__SET EXERCISE__
Lines before the one containing "For each instance of the white window" are excluded; retype that line and all remaining lines of the material exactly.

__RECORDS FOR THE TASK__
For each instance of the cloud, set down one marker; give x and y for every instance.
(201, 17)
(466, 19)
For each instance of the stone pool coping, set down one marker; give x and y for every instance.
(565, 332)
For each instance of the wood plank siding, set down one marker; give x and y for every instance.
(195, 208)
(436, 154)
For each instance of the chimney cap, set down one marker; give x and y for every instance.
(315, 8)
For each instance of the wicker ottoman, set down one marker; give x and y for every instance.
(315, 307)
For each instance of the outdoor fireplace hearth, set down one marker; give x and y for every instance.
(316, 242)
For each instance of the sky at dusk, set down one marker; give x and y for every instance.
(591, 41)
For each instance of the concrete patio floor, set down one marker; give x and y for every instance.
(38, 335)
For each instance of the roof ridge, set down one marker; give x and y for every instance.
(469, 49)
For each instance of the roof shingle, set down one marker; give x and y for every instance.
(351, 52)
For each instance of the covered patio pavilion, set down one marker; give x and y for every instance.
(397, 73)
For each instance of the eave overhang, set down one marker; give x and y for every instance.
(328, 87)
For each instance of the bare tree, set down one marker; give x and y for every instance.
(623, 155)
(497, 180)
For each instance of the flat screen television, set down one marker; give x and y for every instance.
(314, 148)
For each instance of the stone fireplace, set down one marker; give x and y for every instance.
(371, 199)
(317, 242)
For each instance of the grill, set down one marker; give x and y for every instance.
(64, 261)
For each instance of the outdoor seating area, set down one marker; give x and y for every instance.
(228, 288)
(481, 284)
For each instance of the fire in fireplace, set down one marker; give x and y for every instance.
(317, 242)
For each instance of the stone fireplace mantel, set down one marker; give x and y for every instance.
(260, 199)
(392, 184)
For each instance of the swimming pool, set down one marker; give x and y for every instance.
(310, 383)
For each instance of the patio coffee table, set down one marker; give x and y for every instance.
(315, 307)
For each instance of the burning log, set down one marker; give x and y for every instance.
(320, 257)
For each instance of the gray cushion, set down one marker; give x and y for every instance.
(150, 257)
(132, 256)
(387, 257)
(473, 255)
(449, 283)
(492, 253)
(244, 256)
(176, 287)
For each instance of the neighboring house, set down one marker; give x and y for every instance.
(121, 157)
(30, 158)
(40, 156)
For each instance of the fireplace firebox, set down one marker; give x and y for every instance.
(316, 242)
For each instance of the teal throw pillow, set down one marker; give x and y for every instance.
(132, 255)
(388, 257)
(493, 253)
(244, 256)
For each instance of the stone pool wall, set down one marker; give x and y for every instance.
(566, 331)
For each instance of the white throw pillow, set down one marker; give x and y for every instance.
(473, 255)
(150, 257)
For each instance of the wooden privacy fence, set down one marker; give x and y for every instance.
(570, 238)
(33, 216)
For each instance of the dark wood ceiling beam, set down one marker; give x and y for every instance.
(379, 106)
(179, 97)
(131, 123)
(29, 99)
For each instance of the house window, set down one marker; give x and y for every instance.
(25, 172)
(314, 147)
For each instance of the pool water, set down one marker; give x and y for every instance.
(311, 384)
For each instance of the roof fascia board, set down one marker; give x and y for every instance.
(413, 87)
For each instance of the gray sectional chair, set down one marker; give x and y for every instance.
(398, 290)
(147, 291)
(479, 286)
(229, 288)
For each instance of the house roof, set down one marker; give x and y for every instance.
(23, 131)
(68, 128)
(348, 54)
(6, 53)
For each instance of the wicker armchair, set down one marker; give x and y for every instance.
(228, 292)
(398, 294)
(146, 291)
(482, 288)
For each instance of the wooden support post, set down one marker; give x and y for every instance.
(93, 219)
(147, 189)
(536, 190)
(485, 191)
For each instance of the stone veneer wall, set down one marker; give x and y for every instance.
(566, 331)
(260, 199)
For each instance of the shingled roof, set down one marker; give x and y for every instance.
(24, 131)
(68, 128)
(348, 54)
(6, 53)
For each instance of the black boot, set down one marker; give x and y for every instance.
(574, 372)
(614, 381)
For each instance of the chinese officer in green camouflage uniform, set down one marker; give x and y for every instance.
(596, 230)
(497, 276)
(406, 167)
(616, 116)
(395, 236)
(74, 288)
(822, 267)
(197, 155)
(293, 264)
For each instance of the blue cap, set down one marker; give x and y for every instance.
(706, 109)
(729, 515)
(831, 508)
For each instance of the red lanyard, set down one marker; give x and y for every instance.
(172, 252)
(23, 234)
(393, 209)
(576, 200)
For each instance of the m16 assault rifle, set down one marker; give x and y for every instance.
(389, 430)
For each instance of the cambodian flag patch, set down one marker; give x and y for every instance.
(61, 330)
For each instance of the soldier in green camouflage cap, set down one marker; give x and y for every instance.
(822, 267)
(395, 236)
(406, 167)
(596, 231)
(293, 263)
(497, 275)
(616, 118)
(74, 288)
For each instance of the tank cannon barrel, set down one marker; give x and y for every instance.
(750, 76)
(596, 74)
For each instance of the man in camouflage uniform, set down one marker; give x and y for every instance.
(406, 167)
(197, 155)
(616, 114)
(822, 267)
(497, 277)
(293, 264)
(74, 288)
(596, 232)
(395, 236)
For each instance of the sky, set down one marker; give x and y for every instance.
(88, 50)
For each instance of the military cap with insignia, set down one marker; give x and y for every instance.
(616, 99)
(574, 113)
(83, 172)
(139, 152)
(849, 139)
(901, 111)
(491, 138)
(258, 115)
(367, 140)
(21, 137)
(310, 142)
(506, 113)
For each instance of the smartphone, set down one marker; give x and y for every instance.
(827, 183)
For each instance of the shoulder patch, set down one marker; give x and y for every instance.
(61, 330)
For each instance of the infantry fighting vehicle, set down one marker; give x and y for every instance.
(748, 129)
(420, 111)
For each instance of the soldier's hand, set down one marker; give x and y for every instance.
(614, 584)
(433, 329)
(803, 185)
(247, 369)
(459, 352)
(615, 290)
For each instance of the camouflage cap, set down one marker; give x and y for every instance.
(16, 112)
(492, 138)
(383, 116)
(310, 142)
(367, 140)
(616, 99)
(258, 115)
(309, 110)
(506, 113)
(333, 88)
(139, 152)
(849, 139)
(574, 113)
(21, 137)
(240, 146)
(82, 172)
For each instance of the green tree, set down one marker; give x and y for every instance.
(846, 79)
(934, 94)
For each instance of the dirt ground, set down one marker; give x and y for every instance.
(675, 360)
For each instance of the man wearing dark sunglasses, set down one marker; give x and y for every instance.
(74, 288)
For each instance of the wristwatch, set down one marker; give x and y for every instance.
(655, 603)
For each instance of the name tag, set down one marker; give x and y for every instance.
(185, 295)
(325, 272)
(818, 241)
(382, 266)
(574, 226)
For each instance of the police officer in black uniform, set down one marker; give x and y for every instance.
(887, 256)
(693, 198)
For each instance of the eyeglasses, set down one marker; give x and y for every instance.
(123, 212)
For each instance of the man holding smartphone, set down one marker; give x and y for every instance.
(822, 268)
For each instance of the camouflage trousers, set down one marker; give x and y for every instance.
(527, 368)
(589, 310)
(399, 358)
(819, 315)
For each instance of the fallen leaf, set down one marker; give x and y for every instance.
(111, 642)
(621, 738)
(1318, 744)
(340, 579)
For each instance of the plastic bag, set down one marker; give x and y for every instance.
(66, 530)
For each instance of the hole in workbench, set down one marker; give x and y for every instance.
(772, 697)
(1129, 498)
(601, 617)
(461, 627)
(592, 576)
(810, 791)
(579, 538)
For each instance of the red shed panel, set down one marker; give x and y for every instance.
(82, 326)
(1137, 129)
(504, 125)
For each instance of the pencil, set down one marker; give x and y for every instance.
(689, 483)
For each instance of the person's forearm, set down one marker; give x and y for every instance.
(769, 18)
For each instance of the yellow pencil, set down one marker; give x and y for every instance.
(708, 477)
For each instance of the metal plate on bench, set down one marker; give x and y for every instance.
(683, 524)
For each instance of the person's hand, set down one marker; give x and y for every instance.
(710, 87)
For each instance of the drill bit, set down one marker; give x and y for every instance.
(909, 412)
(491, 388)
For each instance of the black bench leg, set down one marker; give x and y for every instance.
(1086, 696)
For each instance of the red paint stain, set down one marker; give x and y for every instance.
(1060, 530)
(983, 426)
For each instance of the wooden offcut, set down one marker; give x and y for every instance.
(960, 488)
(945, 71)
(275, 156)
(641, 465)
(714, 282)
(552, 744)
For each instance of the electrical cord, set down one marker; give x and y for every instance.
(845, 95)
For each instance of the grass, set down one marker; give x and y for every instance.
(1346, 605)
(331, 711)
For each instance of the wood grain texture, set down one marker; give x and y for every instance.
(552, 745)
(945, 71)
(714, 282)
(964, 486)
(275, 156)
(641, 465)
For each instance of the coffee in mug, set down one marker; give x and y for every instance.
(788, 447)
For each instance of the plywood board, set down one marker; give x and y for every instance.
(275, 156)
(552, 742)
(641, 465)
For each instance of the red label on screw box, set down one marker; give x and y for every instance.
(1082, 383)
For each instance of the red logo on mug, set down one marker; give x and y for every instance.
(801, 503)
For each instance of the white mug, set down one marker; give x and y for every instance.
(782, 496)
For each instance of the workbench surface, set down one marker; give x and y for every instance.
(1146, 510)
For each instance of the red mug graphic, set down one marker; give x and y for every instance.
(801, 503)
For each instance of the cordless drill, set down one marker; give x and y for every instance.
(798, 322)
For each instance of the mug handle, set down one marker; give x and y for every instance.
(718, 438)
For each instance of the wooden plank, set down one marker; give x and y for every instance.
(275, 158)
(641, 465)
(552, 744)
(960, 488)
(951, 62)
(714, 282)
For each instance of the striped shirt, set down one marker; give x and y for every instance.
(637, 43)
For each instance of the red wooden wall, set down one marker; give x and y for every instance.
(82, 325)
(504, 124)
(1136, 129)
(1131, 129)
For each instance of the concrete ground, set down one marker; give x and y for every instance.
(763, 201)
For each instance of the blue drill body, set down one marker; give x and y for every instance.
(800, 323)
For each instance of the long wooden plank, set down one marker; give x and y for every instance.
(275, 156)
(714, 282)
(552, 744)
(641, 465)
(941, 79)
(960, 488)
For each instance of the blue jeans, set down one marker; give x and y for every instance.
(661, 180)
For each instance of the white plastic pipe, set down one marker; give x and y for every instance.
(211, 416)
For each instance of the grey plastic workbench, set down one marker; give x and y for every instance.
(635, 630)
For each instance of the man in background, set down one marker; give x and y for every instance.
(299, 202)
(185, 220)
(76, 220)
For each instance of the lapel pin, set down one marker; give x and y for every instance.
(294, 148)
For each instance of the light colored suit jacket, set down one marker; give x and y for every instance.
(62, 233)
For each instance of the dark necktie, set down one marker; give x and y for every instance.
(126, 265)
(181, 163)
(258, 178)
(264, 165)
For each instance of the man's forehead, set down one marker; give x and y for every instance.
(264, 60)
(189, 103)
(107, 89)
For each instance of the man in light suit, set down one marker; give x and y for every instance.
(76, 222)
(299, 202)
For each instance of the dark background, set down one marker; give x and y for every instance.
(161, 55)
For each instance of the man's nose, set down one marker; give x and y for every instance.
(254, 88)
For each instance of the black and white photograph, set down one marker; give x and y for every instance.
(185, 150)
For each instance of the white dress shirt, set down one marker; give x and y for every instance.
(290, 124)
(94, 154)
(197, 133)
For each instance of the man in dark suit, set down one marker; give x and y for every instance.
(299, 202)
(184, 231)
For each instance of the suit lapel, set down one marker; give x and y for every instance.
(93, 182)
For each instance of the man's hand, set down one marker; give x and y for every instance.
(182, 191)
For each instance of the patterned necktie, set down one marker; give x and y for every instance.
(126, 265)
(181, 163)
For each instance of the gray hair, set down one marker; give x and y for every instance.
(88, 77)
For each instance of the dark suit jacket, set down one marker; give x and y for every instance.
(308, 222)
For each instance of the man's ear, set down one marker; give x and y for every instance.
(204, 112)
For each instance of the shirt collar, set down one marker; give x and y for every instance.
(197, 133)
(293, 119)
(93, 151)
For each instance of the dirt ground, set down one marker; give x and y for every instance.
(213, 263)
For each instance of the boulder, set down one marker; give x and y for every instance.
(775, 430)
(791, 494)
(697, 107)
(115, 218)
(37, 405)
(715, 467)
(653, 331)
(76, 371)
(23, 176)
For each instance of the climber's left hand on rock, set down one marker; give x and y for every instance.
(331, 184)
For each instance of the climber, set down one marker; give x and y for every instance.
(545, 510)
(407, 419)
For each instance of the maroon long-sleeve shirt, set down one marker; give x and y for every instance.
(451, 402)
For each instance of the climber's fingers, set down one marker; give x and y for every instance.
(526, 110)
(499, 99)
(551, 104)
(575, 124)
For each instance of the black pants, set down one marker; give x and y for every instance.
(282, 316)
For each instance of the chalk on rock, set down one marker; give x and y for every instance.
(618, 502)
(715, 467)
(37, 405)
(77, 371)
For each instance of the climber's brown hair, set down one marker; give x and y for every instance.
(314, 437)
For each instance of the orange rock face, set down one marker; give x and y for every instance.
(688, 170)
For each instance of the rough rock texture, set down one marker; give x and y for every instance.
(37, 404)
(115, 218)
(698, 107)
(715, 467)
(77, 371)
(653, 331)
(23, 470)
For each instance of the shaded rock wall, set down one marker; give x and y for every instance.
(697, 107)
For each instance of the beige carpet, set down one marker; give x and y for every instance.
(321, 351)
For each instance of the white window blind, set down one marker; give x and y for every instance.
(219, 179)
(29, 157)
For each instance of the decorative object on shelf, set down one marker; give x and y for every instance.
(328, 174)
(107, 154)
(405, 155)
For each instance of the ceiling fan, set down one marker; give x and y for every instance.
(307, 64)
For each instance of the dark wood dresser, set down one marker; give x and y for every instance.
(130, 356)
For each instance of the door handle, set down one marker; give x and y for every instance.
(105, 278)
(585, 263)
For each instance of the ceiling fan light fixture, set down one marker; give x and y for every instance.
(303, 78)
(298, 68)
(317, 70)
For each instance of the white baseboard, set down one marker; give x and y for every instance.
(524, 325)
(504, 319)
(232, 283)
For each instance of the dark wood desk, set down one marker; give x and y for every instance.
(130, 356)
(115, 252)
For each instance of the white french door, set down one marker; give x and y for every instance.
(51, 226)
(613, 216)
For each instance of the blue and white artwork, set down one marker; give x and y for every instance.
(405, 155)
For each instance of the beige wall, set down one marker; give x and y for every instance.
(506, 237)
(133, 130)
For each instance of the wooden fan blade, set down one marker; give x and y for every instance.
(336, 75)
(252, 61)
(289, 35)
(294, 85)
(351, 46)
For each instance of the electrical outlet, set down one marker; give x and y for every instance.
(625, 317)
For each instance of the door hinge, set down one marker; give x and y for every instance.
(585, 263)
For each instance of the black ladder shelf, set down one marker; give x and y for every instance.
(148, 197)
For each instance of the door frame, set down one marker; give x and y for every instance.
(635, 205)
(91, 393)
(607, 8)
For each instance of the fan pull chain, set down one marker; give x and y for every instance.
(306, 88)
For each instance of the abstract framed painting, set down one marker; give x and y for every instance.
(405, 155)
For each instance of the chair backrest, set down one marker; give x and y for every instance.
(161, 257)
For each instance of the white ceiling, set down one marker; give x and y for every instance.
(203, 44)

__FINAL RESULT__
For each instance of the white window blind, set down one marker; give x and y for every instance.
(219, 179)
(29, 157)
For each instance of the decorative object on shelf, set down one marker; give x and y for every instance.
(328, 174)
(107, 154)
(405, 155)
For each instance of the ceiling fan, set down one marker; give x and y for every instance.
(307, 64)
For each instance of the dark wood dresser, set down one marker; give x and y for every instance.
(130, 356)
For each instance of the door handle, set down one marker; give x and y for every instance.
(105, 278)
(585, 263)
For each instance of the ceiling fan light fixture, set down one marker; give x and y for every instance.
(303, 78)
(298, 68)
(317, 70)
For each instance of the white baseboard, set down one marker; give x and y for every instance.
(524, 325)
(504, 319)
(232, 283)
For each instance of the dark wood desk, set down one marker; give x and y for every instance.
(130, 356)
(115, 252)
For each instance of the white french door, set down one marker; give x and y for every instance.
(51, 226)
(613, 216)
For each instance of the blue and white artwork, set down one marker; give x and y for every instance.
(405, 155)
For each instance of the beige wall, set down one marker; give x and y for every instance.
(506, 237)
(133, 130)
For each instance of the wooden fan blade, set down one marker; give x and y for every instance.
(336, 75)
(252, 61)
(289, 35)
(294, 85)
(351, 46)
For each instance of the electrical outlet, set down one marker; give x and y for every instance.
(625, 317)
For each instance of the door hinge, set down one marker; give x and y for every instance.
(585, 263)
For each instance of the black ladder shelf, set down one marker; give x and y for every instance.
(148, 197)
For each instance of the door frame, set down one marker; give x and y for every instance.
(635, 205)
(91, 393)
(607, 8)
For each instance of the fan pull chain, set down one marker; give x and y for every instance.
(306, 88)
For each instance of the abstract framed painting, set down one marker; give x and y for every instance.
(405, 155)
For each instance of the chair backrest, set down one marker; give x and y for every instance.
(161, 257)
For each instance of the white ceiling, set down one marker; give x and y for every instance.
(203, 44)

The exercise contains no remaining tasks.